> [PROBLEM A]
According to the metaverse property passage, what was the value of metaverse land sales on the top 10 metaverse platforms in 2022?
> [PROBLEM B]
From the metaverse property passage, list every feature given as an example of early metaverse buildings ignoring real-world logic and physics.
> [PROBLEM C]
Write the next part of the metaverse property passage, starting right after its final sentence.

━━ READING PASSAGE ━━

It is a question the e-commerce industry answered six or seven years ago with a dash of irony: propel the hi-tech online experience forward by weaving in elements of “old school” offline retailing. The result was a shift away from pureplay online-only offerings toward “clicks-to-bricks” and omnichannel models. In other words, e-commerce’s progression has been, in significant part, driven by the:
The metaverse may be following a similar path with consumer-facing industries beginning to rethink existing engagement models and test new applications developed to drive consumer metaverse adoption through the blurring of physical and virtual experiences.
Below is a discussion of the emerging technologies and use cases serving to increasingly blur the lines between physical and digital assets, experiences, and identity, and an examination of the potential legal issues that should be considered.
Unreal Estate: Metaverse Property
According to RubyHome (using data from a number of sources), the sales of metaverse land exceeded USD1.9 billion in 2022 on the top 10 metaverse platforms. Metaverse landowners include celebrities (such as Snoop Dogg and Deadmau5), entertainment properties (eg, The Walking Dead, Smurfs and Care Bears) and consumer brands (eg, Nike, Wendy’s and Hyundai).
While the early “generation” of metaverse buildings were quick to take advantage of the loose (or non-existent) application of real-world logic and physics, deploying features such as floating staircases, fantastical waterfalls and hallway-roaming tigers, the pendulum appears to be swinging in the other direction with the emergence of “digital twins” or metaverse assets intended to emulate their real-world counterparts.
For example, Snoop Dogg is creating a “Snoopverse” where he plans to recreate his real-world mansion in Diamond Bar, California. Likewise, the Atlanta Braves, a Major League Baseball team, last year revealed their plan to create a digital twin of Truist Park in the metaverse. The plan opens up a slew of fan engagement opportunities for the Braves, including the ability to eventually give fans the power to view live games in the metaverse stadium via technology similar to the Netaverse Experience debuted by the NBA’s Brooklyn Nets (which allows fans to experience virtual reproductions of real games in real time, from a perspective not feasible for most ‒ or even possible ‒ in the real world). For example, metaverse fans may be able to virtually watch games not only from dugout or courtside seats, but even from the perspective of the actual players.

━━━
━━ SUPPLIED ENTRIES ━━

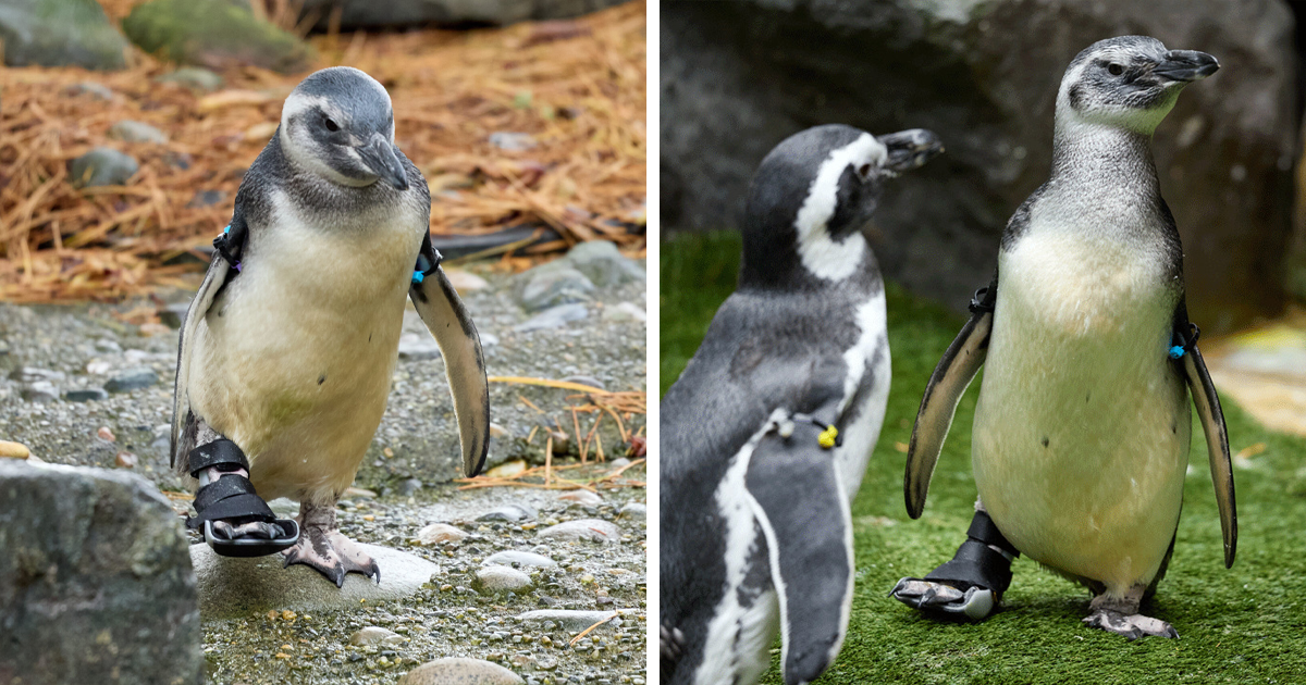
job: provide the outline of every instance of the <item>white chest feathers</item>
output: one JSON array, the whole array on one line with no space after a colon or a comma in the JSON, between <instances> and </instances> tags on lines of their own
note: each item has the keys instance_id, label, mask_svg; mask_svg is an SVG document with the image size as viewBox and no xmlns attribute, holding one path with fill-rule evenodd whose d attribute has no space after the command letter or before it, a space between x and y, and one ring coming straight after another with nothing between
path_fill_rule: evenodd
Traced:
<instances>
[{"instance_id":1,"label":"white chest feathers","mask_svg":"<svg viewBox=\"0 0 1306 685\"><path fill-rule=\"evenodd\" d=\"M247 451L261 495L338 493L385 411L423 226L323 230L279 198L196 331L196 414ZM295 488L290 491L290 488Z\"/></svg>"}]
</instances>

━━━

> [EXERCISE OUTPUT A]
They exceeded USD1.9 billion.

> [EXERCISE OUTPUT B]
Floating staircases, fantastical waterfalls, hallway-roaming tigers

> [EXERCISE OUTPUT C]
As suggested above, the purpose of the digital twin strategy is not simply to create digital analogues of real-world properties, but rather to blur the line between the two. Not only are digital users able to experience the replication of live events happening in the real world, but real-world fans, through the use of augmented and mixed reality technologies, will also be able to interact with and activate metaverse elements from the real world. As an example, fans may soon be able to point their phone camera on different stadium signs to access off-limits areas via the metaverse (such as locker rooms).
Further, this digital twin strategy has applications beyond commerce, extending into educational and charitable territories. For example, it would not be a stretch to imagine Boston’s Freedom Trail recreated within a metaverse environment and, conversely, the real-world Freedom Trail experience enhanced by augmented and mixed reality to deliver more vivid learning experiences.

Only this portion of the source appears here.